Text ->
┏━━
New Reports on Fire Protection and
Municipal Water Supply Systems
Emmitsburg, MD. – The United States Fire Administration (USFA) has completed a project with the Society of
Fire Protection Engineers (SFPE) Educational and Scientific Foundation to study and evaluate the latest trends and
technologies related to municipal water supply systems to enhance effective fire protection. This study was conducted
with support of the Department of Homeland Security's Science and Technology Directorate.
“This initiative will be of value to local-level fire protection, supporting USFA's goal to reduce the loss of life and
property from fire,” said U.S. Fire Administrator Greg Cade. “This cooperative effort allows communities to have
comprehensive information on the latest technologies in municipal water supply systems in support of fire suppression
activities and concerns.”
The team examined issues of interoperability and critical infrastructure protection, as well as backup and redundant
water supply systems for fire protection, and from their analysis created the two reports: Volume I – Water Supply
Systems Concepts and Volume II - Water Supply System Evaluation Methods.
“This study reflects SFPE's commitment to advancing the science and technology that protects people from fire,” said
Chris Jelenewicz, SFPE Engineering Program Manager. “SFPE was pleased to work with USFA in advancing the
understanding of critical water supply systems and their importance in fire protection.”
┗━━
Data lines ->
┏━━
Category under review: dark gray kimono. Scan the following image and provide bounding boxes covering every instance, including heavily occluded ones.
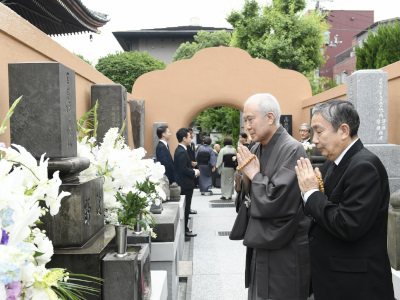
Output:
[243,126,310,300]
┗━━
What to produce -> Summarize the text on the new fire protection water supply reports in two sentences.

Task response -> The United States Fire Administration (USFA) completed a project with the Society of Fire Protection Engineers (SFPE) Educational and Scientific Foundation, with support from the Department of Homeland Security's Science and Technology Directorate. The project studied the latest trends and technologies in municipal water supply systems to enhance effective fire protection, and its team examined interoperability, critical infrastructure protection, and backup and redundant water supply systems, producing two reports: Volume I – Water Supply Systems Concepts and Volume II – Water Supply System Evaluation Methods.